● **Work to be completed**: Rewrite the cyclone statement starting at "We, the Africa" and ending at "in Northern Mozambique.", changing "sorrow" to "grief".

● **Document segment**:
____

In Solidarity: Statement on Cyclones Idai and Kenneth in Southern Africa, Africa Specialty Group of the AAG

In our support of the Africa Specialty Group of the American Association of Geographers, we share their statement on Cyclones Idai and Kenneth that have devastated Southern Africa in recent months. Please consider their call to action in support of the people and the lands of Mozambique, Malawi, and Zimbabwe.

In solidarity,
The Black Geographies Specialty Group

Statement on Cyclones Idai and Kenneth in Southern Africa

We, the Africa Specialty Group of the American Association of Geographers, are full of sorrow over the catastrophic events in the aftermath of Cyclone Idai in Mozambique, Malawi, and Zimbabwe.  In the past weeks, over 750 people across southern Africa have been reported dead, over 500,000 people have been displaced, and cholera has spread due to flooding conditions.  Mozambique’s fourth-largest city, Beira, has been decimated, and over 700,000 hectares of food crops in Mozambique have been destroyed.  In addition, an even stronger Cyclone Kenneth has followed Cyclone Idai in Northern Mozambique.

____

● **Record extracts**:
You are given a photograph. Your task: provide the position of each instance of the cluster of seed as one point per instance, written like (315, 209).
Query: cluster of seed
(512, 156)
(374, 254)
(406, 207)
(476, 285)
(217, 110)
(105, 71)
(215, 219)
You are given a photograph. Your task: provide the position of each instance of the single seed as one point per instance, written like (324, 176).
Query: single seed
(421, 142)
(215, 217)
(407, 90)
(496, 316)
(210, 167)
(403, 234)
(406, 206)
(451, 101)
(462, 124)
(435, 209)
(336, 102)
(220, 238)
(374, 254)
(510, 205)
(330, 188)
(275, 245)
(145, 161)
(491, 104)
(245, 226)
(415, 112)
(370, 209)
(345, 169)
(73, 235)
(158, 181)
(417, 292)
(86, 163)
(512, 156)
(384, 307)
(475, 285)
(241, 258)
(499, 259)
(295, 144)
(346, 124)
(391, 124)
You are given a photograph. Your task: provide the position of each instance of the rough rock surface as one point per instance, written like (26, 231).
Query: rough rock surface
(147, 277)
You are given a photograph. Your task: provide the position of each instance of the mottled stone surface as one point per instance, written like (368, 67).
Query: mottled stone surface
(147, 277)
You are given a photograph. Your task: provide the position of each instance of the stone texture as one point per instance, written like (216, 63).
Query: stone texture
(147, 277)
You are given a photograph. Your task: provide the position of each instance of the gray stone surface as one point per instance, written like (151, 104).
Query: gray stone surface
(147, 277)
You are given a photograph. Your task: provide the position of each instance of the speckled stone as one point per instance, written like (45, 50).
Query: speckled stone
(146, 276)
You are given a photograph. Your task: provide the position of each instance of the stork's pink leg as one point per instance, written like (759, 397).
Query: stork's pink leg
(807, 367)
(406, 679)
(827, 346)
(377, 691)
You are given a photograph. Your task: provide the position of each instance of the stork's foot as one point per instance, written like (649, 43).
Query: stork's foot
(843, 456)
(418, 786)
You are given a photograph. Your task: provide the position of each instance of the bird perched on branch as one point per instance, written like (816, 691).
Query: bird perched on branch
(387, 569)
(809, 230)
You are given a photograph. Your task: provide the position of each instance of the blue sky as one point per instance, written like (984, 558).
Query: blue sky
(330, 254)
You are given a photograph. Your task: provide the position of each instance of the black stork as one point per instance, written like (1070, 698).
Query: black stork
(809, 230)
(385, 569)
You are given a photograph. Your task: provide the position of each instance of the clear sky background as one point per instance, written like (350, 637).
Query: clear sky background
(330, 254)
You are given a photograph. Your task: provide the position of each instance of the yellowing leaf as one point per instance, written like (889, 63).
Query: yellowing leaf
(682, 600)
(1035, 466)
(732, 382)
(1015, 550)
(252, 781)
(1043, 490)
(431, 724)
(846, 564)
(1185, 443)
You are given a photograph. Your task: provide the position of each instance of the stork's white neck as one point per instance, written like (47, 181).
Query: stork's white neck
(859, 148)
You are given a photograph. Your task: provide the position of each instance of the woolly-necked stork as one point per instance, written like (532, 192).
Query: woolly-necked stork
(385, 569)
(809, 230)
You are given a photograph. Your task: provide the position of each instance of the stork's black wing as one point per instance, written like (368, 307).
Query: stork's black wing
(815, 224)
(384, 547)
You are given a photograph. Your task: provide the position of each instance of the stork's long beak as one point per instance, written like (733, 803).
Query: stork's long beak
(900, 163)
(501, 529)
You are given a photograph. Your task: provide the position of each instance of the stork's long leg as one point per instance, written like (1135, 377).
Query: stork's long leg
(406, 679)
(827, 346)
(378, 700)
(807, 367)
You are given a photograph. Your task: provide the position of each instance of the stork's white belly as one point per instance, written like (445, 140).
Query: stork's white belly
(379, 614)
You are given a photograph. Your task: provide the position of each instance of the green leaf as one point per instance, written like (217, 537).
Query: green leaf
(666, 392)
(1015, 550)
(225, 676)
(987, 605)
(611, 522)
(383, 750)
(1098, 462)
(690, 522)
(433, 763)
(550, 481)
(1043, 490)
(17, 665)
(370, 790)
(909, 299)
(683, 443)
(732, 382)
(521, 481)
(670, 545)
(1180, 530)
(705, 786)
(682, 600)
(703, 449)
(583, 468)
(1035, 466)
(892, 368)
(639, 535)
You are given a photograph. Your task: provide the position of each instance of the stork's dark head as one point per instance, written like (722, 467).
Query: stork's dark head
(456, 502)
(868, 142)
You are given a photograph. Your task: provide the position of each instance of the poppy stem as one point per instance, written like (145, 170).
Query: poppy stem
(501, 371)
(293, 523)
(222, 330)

____

● **Finished exercise**:
We, the Africa Specialty Group of the American Association of Geographers, are full of grief over the catastrophic events in the aftermath of Cyclone Idai in Mozambique, Malawi, and Zimbabwe.  In the past weeks, over 750 people across southern Africa have been reported dead, over 500,000 people have been displaced, and cholera has spread due to flooding conditions.  Mozambique’s fourth-largest city, Beira, has been decimated, and over 700,000 hectares of food crops in Mozambique have been destroyed.  In addition, an even stronger Cyclone Kenneth has followed Cyclone Idai in Northern Mozambique.